- Texte extrait -
● ● ● ● ●

Le mage Nysander confie à Seregil une mission secrète qu’il doit effectuer seul et hors de la présence d’Alec, son jeune compagnon d’aventures du tome précédent. Il l’envoie au pays des Dravniens ravagé par les exactions de marins plenimariens. Légèrement blessé à la main, Seregil en ramènera le trophée recherché avant de repartir en compagnie d’Alec sur la piste d’un certain Rythel, un espion qui organise le sabotage des circuits d’évacuation de déchets de la ville de Rhiminie. Alors que les rumeurs de guerre totale avec les Plenimariens se font de plus en plus insistantes, les aventures ne vont pas manquer à nos deux héros : escarmouches, enlèvements, tortures physiques ou morales, rencontre de nouveaux personnages et combats de toutes sortes. Pendant longtemps, le lecteur se demande quels rapports humains ces deux-là entretiennent. S’agit-il de simple amitié, d’une relation de maître à élève ou de beaucoup plus, si affinités ? Une réponse bien dans l’air du temps sera donnée. Il s’interroge également sur les secrets que Nysander refuse de révéler, sur le véritable rôle qu’il veut leur faire jouer et sur les buts ultimes des forces du mal, nécromants et autres monstres chimériques aux ordres du terrible Vargulah. Là encore, de grands pans de mystères seront levés, mais seulement tout à la fin du livre, ce qui laisse fort longtemps le pauvre lecteur dans l’expectative, lui demande patience et constance dans une lecture parfois un tantinet laborieuse. Il n’en demeure pas moins que ce second tome de la saga « Nightrunner », plus encore que le précédent, entraîne beaucoup plus loin dans un monde imaginaire foisonnant et fort dépaysant. Il permet de remonter dans le passé des héros et de retrouver, entre autres, la soeur de Sérégil, perdue de vue depuis de longues années.

● ● ● ● ●

- Énoncé du problème -
Recopiez intégralement, s'il vous plaît, la critique du second tome de « Nightrunner », sans rien y modifier.

● ● ● ● ●

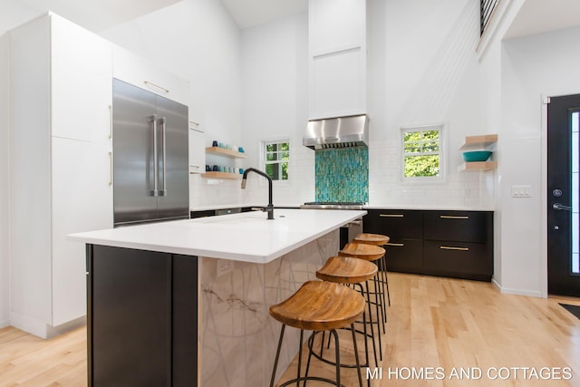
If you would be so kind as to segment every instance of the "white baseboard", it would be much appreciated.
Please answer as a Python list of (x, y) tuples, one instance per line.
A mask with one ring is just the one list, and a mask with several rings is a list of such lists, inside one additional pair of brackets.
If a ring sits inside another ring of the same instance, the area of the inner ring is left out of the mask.
[(52, 326), (44, 322), (11, 312), (9, 324), (42, 339), (50, 339), (83, 325), (86, 322), (87, 318), (83, 315), (61, 325)]
[(491, 278), (491, 283), (499, 290), (502, 295), (526, 295), (528, 297), (544, 298), (542, 292), (539, 290), (525, 290), (525, 289), (514, 289), (511, 287), (504, 287), (500, 285), (496, 278)]

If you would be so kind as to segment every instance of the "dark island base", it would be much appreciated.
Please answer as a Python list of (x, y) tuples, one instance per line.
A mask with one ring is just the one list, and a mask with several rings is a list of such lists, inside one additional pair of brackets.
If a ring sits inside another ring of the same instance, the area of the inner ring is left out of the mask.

● ● ● ● ●

- Réponse proposée -
Le mage Nysander confie à Seregil une mission secrète qu’il doit effectuer seul et hors de la présence d’Alec, son jeune compagnon d’aventures du tome précédent. Il l’envoie au pays des Dravniens ravagé par les exactions de marins plenimariens. Légèrement blessé à la main, Seregil en ramènera le trophée recherché avant de repartir en compagnie d’Alec sur la piste d’un certain Rythel, un espion qui organise le sabotage des circuits d’évacuation de déchets de la ville de Rhiminie. Alors que les rumeurs de guerre totale avec les Plenimariens se font de plus en plus insistantes, les aventures ne vont pas manquer à nos deux héros : escarmouches, enlèvements, tortures physiques ou morales, rencontre de nouveaux personnages et combats de toutes sortes. Pendant longtemps, le lecteur se demande quels rapports humains ces deux-là entretiennent. S’agit-il de simple amitié, d’une relation de maître à élève ou de beaucoup plus, si affinités ? Une réponse bien dans l’air du temps sera donnée. Il s’interroge également sur les secrets que Nysander refuse de révéler, sur le véritable rôle qu’il veut leur faire jouer et sur les buts ultimes des forces du mal, nécromants et autres monstres chimériques aux ordres du terrible Vargulah. Là encore, de grands pans de mystères seront levés, mais seulement tout à la fin du livre, ce qui laisse fort longtemps le pauvre lecteur dans l’expectative, lui demande patience et constance dans une lecture parfois un tantinet laborieuse. Il n’en demeure pas moins que ce second tome de la saga « Nightrunner », plus encore que le précédent, entraîne beaucoup plus loin dans un monde imaginaire foisonnant et fort dépaysant. Il permet de remonter dans le passé des héros et de retrouver, entre autres, la soeur de Sérégil, perdue de vue depuis de longues années.